• _MATERIAL SHOWN_
□ □ □ □ □ □ □
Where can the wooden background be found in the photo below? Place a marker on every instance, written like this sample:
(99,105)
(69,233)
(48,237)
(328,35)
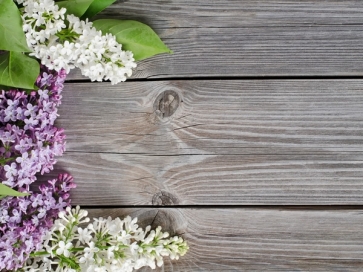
□ □ □ □ □ □ □
• _WHAT YOU NEED TO DO_
Print the rows above line for line, without any changes, and leave the picture out.

• _PROBLEM SOLUTION_
Where can the wooden background be found in the photo below? Place a marker on every instance, written like this sample:
(99,105)
(69,233)
(48,237)
(328,35)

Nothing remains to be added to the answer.